***** Gegeven tekst
Op het wijkwarmtenet van EVA Lanxmeer zijn meer dan tweehonderd woningen, twee scholen, een kantoor, een zorgcomplex en wat kleinere bedrijven aangesloten.
EVA Lanxmeer
Het oudste voorbeeld van een kleinschalig, duurzaam warmtenet is EVA Lanxmeer, een eco-wijk die op initiatief van de bewoners tussen 1999 en 2011 aan de rand van Culemborg is verrezen. Van de dertig hectare wordt slechts twaalf hectare voor wonen en werken gebruikt. Tussen de zestien hofjes van de wijk staat veel groen. Het karakter van de Betuwe is zoveel mogelijk behouden, de oude fruitboomgaard staat er nog. Schuttingen en muurtjes voor woonscheidingen zijn verboden. De huizen werden indertijd zeer goed geïsoleerd. De wijk is ontworpen rond het waterwingebied van Vitens, met een gescheiden waterafvoer en zuivering van afvalwater door drie helofytenfilters aan de randen van de wijk.
**********
***** Fragmenten uit materiaal
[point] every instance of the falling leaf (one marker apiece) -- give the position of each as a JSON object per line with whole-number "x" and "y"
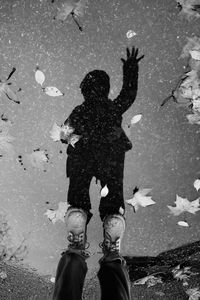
{"x": 104, "y": 191}
{"x": 39, "y": 76}
{"x": 3, "y": 275}
{"x": 194, "y": 294}
{"x": 192, "y": 44}
{"x": 195, "y": 54}
{"x": 74, "y": 138}
{"x": 136, "y": 119}
{"x": 55, "y": 132}
{"x": 140, "y": 199}
{"x": 67, "y": 134}
{"x": 197, "y": 184}
{"x": 194, "y": 118}
{"x": 37, "y": 159}
{"x": 65, "y": 10}
{"x": 161, "y": 294}
{"x": 182, "y": 205}
{"x": 183, "y": 223}
{"x": 6, "y": 146}
{"x": 52, "y": 91}
{"x": 150, "y": 280}
{"x": 8, "y": 92}
{"x": 79, "y": 8}
{"x": 182, "y": 274}
{"x": 189, "y": 9}
{"x": 59, "y": 214}
{"x": 53, "y": 279}
{"x": 130, "y": 34}
{"x": 121, "y": 210}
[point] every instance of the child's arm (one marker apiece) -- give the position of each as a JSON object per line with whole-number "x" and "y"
{"x": 130, "y": 81}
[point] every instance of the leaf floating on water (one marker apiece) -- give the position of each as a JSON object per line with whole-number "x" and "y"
{"x": 197, "y": 184}
{"x": 52, "y": 91}
{"x": 183, "y": 223}
{"x": 59, "y": 214}
{"x": 39, "y": 76}
{"x": 104, "y": 191}
{"x": 182, "y": 205}
{"x": 136, "y": 119}
{"x": 140, "y": 198}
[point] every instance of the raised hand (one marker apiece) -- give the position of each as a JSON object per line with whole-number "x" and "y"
{"x": 130, "y": 65}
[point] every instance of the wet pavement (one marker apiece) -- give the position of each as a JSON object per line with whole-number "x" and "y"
{"x": 165, "y": 154}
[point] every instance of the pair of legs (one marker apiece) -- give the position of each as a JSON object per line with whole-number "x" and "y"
{"x": 108, "y": 169}
{"x": 72, "y": 268}
{"x": 71, "y": 272}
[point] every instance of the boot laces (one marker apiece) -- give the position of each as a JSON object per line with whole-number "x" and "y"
{"x": 110, "y": 246}
{"x": 76, "y": 242}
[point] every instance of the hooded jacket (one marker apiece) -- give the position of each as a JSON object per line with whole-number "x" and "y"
{"x": 99, "y": 123}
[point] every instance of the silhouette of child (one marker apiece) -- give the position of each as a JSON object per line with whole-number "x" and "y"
{"x": 100, "y": 150}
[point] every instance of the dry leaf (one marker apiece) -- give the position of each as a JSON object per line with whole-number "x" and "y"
{"x": 197, "y": 184}
{"x": 3, "y": 275}
{"x": 194, "y": 118}
{"x": 192, "y": 44}
{"x": 52, "y": 91}
{"x": 80, "y": 6}
{"x": 38, "y": 159}
{"x": 183, "y": 223}
{"x": 182, "y": 205}
{"x": 67, "y": 135}
{"x": 121, "y": 210}
{"x": 6, "y": 146}
{"x": 149, "y": 280}
{"x": 136, "y": 119}
{"x": 39, "y": 76}
{"x": 59, "y": 214}
{"x": 194, "y": 294}
{"x": 130, "y": 34}
{"x": 140, "y": 199}
{"x": 189, "y": 9}
{"x": 55, "y": 132}
{"x": 65, "y": 10}
{"x": 104, "y": 191}
{"x": 182, "y": 274}
{"x": 195, "y": 54}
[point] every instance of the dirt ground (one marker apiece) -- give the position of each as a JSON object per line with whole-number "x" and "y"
{"x": 25, "y": 284}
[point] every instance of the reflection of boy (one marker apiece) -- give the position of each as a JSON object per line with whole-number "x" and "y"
{"x": 100, "y": 149}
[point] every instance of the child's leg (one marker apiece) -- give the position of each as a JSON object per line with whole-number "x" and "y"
{"x": 114, "y": 281}
{"x": 80, "y": 176}
{"x": 70, "y": 276}
{"x": 112, "y": 174}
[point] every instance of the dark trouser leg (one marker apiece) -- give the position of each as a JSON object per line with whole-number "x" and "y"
{"x": 80, "y": 176}
{"x": 114, "y": 281}
{"x": 111, "y": 172}
{"x": 70, "y": 276}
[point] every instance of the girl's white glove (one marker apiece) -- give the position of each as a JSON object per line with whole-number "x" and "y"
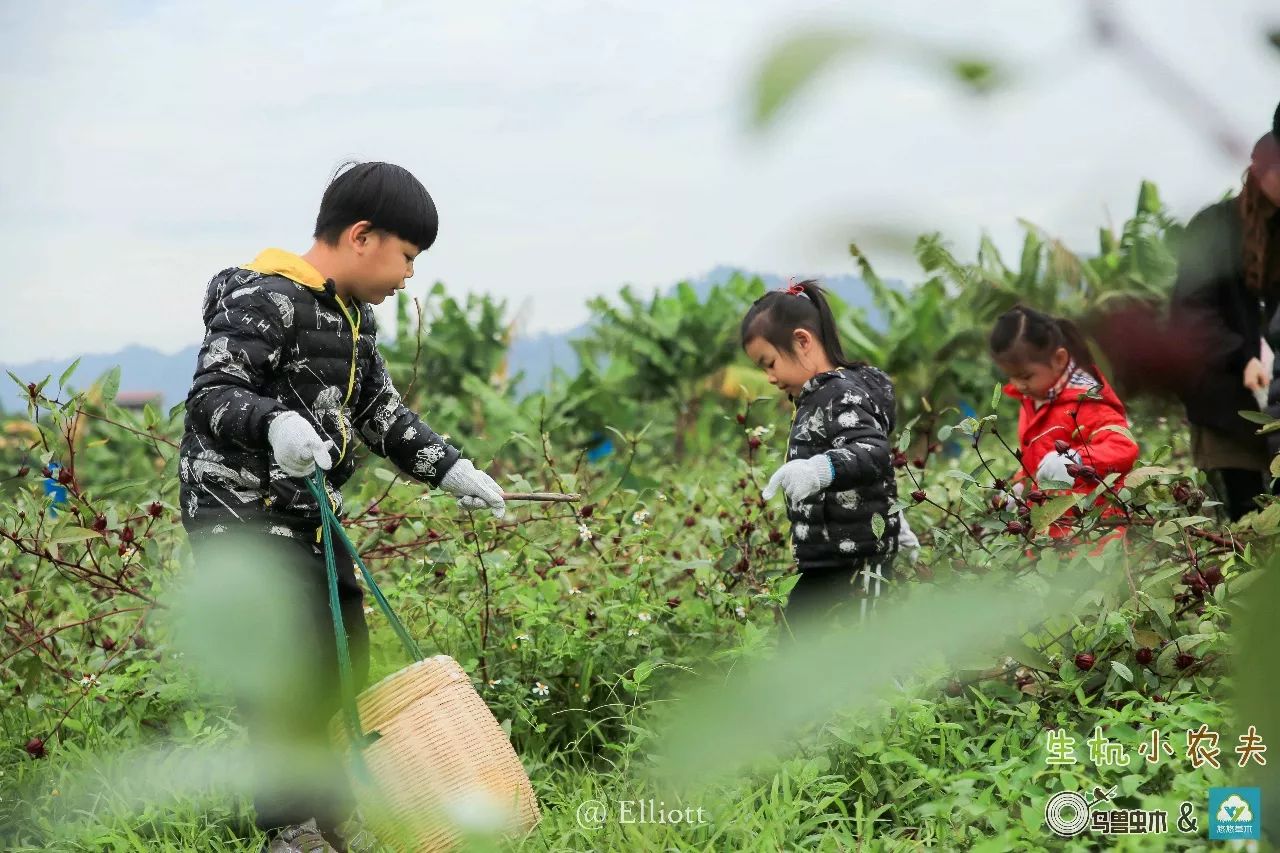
{"x": 475, "y": 489}
{"x": 801, "y": 478}
{"x": 1054, "y": 466}
{"x": 296, "y": 445}
{"x": 906, "y": 539}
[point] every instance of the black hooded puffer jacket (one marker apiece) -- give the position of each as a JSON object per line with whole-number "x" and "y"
{"x": 278, "y": 338}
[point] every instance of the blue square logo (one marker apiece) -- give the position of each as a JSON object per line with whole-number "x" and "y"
{"x": 1234, "y": 812}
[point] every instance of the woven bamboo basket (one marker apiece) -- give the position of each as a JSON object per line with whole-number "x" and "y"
{"x": 440, "y": 765}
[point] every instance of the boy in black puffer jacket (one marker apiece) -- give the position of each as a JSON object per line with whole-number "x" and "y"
{"x": 288, "y": 375}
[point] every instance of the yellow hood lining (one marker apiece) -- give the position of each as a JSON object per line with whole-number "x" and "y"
{"x": 277, "y": 261}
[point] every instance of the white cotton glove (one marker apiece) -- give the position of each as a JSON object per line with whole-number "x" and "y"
{"x": 908, "y": 542}
{"x": 801, "y": 478}
{"x": 475, "y": 489}
{"x": 296, "y": 445}
{"x": 1054, "y": 466}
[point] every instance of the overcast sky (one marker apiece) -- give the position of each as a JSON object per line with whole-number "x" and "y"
{"x": 571, "y": 146}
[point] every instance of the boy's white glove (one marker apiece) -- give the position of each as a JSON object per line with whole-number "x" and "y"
{"x": 1011, "y": 500}
{"x": 296, "y": 445}
{"x": 801, "y": 478}
{"x": 1054, "y": 466}
{"x": 475, "y": 489}
{"x": 906, "y": 539}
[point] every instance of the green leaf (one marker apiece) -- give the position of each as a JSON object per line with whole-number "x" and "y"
{"x": 1028, "y": 656}
{"x": 1256, "y": 416}
{"x": 76, "y": 534}
{"x": 110, "y": 384}
{"x": 1148, "y": 197}
{"x": 792, "y": 64}
{"x": 978, "y": 74}
{"x": 67, "y": 374}
{"x": 1050, "y": 511}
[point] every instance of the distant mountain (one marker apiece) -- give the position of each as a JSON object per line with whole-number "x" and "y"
{"x": 536, "y": 355}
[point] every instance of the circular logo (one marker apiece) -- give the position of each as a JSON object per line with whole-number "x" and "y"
{"x": 1066, "y": 801}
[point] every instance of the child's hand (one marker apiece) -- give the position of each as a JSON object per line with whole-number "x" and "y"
{"x": 296, "y": 445}
{"x": 474, "y": 488}
{"x": 1255, "y": 375}
{"x": 1054, "y": 466}
{"x": 801, "y": 478}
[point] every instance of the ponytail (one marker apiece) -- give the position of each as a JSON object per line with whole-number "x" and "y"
{"x": 776, "y": 316}
{"x": 1256, "y": 211}
{"x": 1040, "y": 336}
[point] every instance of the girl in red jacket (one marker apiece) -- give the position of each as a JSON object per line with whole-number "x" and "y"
{"x": 1072, "y": 428}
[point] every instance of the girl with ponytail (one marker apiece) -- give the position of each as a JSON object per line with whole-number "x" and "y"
{"x": 839, "y": 477}
{"x": 1224, "y": 301}
{"x": 1072, "y": 427}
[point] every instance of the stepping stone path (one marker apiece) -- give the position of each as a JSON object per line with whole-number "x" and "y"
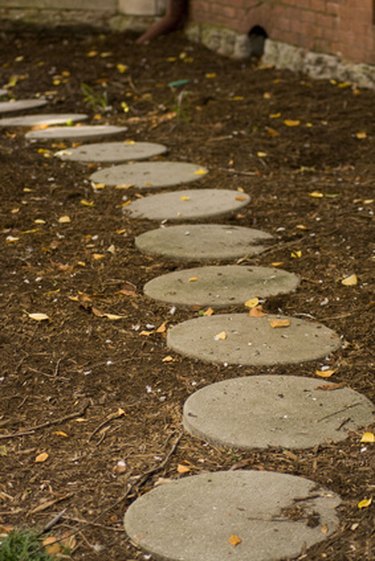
{"x": 241, "y": 515}
{"x": 13, "y": 106}
{"x": 86, "y": 132}
{"x": 112, "y": 152}
{"x": 42, "y": 120}
{"x": 240, "y": 339}
{"x": 188, "y": 205}
{"x": 148, "y": 175}
{"x": 278, "y": 411}
{"x": 202, "y": 242}
{"x": 235, "y": 515}
{"x": 220, "y": 286}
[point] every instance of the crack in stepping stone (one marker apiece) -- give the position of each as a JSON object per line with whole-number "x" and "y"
{"x": 21, "y": 105}
{"x": 85, "y": 132}
{"x": 188, "y": 205}
{"x": 148, "y": 175}
{"x": 277, "y": 411}
{"x": 112, "y": 152}
{"x": 241, "y": 515}
{"x": 220, "y": 286}
{"x": 42, "y": 120}
{"x": 252, "y": 341}
{"x": 202, "y": 242}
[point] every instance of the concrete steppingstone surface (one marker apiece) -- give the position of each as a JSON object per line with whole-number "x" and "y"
{"x": 220, "y": 286}
{"x": 234, "y": 515}
{"x": 112, "y": 152}
{"x": 148, "y": 175}
{"x": 13, "y": 106}
{"x": 202, "y": 242}
{"x": 241, "y": 339}
{"x": 85, "y": 132}
{"x": 42, "y": 120}
{"x": 193, "y": 204}
{"x": 277, "y": 411}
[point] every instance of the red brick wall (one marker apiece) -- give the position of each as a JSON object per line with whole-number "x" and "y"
**********
Vertaal deze zin uit de tekst over EVA Lanxmeer naar het Engels: "Van de dertig hectare wordt slechts twaalf hectare voor wonen en werken gebruikt."

Of the thirty hectares, only twelve hectares are used for living and working.